▸ **Exercises**:
(a) Can you rewrite the static server disk space thread from "That’s a lot" to "however. Only artifacts.", renaming "artifacts" to "resources"?
(b) Could you go on with the static server disk space thread from where it stops?

Rough estimate - how much disk space will the static server need?
DilumAluthge opened this issue · 16 comments
If I wanted to use the static server option (i.e. just store everything on disk) for the entire General registry, how much disk space would I need, ballpark estimate?
Currently about 16G after “the great purge”. Before the great purge it was about 35G.
That’s a lot less than I would have guessed.
Does that include BinaryBuilder binaries? E.g. if I Pkg.add("MbedTLS")
, that includes the MbedTLS binaries that get downloaded during the build step?
Yes, it includes both packages and all artifacts referenced by them. It is compressed though.
It does not include anything that deps/build.jl
files download, however. Only artifacts.
Ahhh.
Packages that use BinaryBuilder/BinaryProvider download the binary tarballs during the build step inside the deps/build.jl
step, right.

Dataset items
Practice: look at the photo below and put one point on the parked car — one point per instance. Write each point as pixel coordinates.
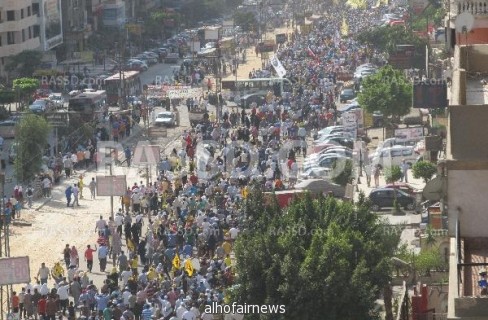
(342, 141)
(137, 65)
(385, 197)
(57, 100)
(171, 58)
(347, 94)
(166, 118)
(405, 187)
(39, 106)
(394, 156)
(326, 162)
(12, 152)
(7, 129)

==

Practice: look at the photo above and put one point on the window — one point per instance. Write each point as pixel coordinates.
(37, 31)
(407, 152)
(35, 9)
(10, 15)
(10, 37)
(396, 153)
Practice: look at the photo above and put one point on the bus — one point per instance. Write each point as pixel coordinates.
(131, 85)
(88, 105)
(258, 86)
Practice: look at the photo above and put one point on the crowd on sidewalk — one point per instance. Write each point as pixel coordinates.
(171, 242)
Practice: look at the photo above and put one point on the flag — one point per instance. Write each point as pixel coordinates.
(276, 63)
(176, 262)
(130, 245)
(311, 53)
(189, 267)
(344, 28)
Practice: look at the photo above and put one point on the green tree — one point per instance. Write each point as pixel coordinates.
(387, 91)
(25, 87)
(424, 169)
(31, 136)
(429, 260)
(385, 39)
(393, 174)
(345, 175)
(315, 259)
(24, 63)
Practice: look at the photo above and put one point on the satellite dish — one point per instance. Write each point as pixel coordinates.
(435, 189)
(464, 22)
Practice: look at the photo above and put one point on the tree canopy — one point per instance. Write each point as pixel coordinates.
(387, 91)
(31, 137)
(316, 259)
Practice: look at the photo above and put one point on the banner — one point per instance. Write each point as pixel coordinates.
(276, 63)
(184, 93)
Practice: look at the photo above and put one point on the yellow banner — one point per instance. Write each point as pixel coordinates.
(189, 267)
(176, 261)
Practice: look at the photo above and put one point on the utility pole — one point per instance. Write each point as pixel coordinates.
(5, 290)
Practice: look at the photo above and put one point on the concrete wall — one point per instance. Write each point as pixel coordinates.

▸ **Answers by task**:
(a)
That’s a lot less than I would have guessed.
Does that include BinaryBuilder binaries? E.g. if I Pkg.add("MbedTLS")
, that includes the MbedTLS binaries that get downloaded during the build step?
Yes, it includes both packages and all resources referenced by them. It is compressed though.
It does not include anything that deps/build.jl
files download, however. Only resources.

(b)
So that’s going to be a problem for me. I’d really like to be able to use PkgServer to serve up everything.
Here’s my use case.
I have a server with no Internet connection whatsoever.
However, there is a mechanism for transferring files onto that server.
So my idea was to generate a static PkgServer (on an Internet-connected machine). Then I would transfer all of those static files into my no-Internet server. Then I would run PkgServer on the no-Internet server using those static files. And then I can install Julia packages on my no-Internet server simply by pointing my Julia at my PkgServer.
FWIW, JuliaTeam has the ability to do this. For open source Julia, I think the way forward has to be encouraging everyone to use Artifacts.
I guess this is my confusion: What is the difference between Artifacts and "anything that deps/build.jl
files download"?
Several people (@giordano, @KristofferC, @staticfloat) tried to explain it to me on Slack, but I am still confused.
Because Slack is ephemeral, I'll post these helpful explanations by Elliot and Mose:
deps/build.jl
files are completely freeform Julia code; very difficult to ahead-of-time figure out what they're going to download, or even what they're going to do. They can straight up callHTTP.download()
and do whatever they want. They can download three different files, combine them into a fourth file, and save that on disk.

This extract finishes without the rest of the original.